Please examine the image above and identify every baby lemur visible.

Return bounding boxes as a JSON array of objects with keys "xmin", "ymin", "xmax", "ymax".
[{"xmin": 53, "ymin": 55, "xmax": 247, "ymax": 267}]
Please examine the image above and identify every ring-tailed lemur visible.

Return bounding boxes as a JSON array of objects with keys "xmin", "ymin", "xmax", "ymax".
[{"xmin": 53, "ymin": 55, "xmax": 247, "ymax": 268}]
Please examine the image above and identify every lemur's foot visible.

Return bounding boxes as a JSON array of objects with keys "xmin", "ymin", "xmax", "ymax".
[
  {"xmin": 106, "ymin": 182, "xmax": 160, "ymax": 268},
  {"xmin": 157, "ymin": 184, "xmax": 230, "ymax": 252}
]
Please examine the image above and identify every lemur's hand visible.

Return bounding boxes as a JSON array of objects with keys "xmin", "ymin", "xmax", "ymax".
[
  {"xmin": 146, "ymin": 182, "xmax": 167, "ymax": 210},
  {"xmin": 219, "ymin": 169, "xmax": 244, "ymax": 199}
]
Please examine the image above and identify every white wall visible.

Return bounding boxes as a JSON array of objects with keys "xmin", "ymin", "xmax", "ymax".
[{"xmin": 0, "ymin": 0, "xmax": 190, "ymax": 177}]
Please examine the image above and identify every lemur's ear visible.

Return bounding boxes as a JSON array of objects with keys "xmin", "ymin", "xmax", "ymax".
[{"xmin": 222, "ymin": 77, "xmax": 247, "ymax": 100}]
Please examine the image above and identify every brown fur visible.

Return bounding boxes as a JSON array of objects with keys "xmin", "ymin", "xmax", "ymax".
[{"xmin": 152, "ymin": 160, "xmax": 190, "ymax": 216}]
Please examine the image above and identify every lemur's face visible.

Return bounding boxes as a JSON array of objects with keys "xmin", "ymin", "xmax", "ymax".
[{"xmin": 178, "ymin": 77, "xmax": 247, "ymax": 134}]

■ ■ ■ ■

(The task): Starting at the first line and ending at the last, restate the material word for word.

(Response below):
Please examine the image above and identify every baby lemur visible.

Return bounding boxes as a JSON array of objects with keys "xmin", "ymin", "xmax", "ymax".
[{"xmin": 53, "ymin": 55, "xmax": 247, "ymax": 267}]
Please examine the image above and identify every ring-tailed lemur visible.

Return bounding boxes as a JSON array of objects with keys "xmin", "ymin", "xmax", "ymax".
[{"xmin": 53, "ymin": 55, "xmax": 247, "ymax": 268}]
Please examine the image above and identify every lemur's foot visible.

Return bounding boxes as a JSON array of objects with keys "xmin", "ymin", "xmax", "ymax".
[
  {"xmin": 106, "ymin": 182, "xmax": 160, "ymax": 268},
  {"xmin": 157, "ymin": 184, "xmax": 230, "ymax": 252}
]
Please examine the image above and identify every lemur's hand visible.

Return bounding boxes as a JSON array of objects with keys "xmin", "ymin", "xmax", "ymax".
[
  {"xmin": 146, "ymin": 182, "xmax": 167, "ymax": 210},
  {"xmin": 219, "ymin": 169, "xmax": 244, "ymax": 199}
]
Please examine the image above and identify every white wall visible.

Return bounding boxes as a JSON array of objects with keys "xmin", "ymin", "xmax", "ymax".
[{"xmin": 0, "ymin": 0, "xmax": 190, "ymax": 177}]
Please examine the image above and identify every lemur's ear visible.

Return bounding boxes as a JSON array of objects with keys "xmin", "ymin", "xmax", "ymax".
[{"xmin": 222, "ymin": 77, "xmax": 247, "ymax": 100}]
Please examine the image above and identify every brown fur visible.

Return bounding boxes as a JSON array of objects with keys "xmin", "ymin", "xmax", "ymax".
[{"xmin": 152, "ymin": 160, "xmax": 190, "ymax": 216}]
Please examine the image above and identify every lemur's face visible.

Return bounding boxes as a JSON array of objects with keys "xmin", "ymin", "xmax", "ymax".
[{"xmin": 178, "ymin": 77, "xmax": 247, "ymax": 134}]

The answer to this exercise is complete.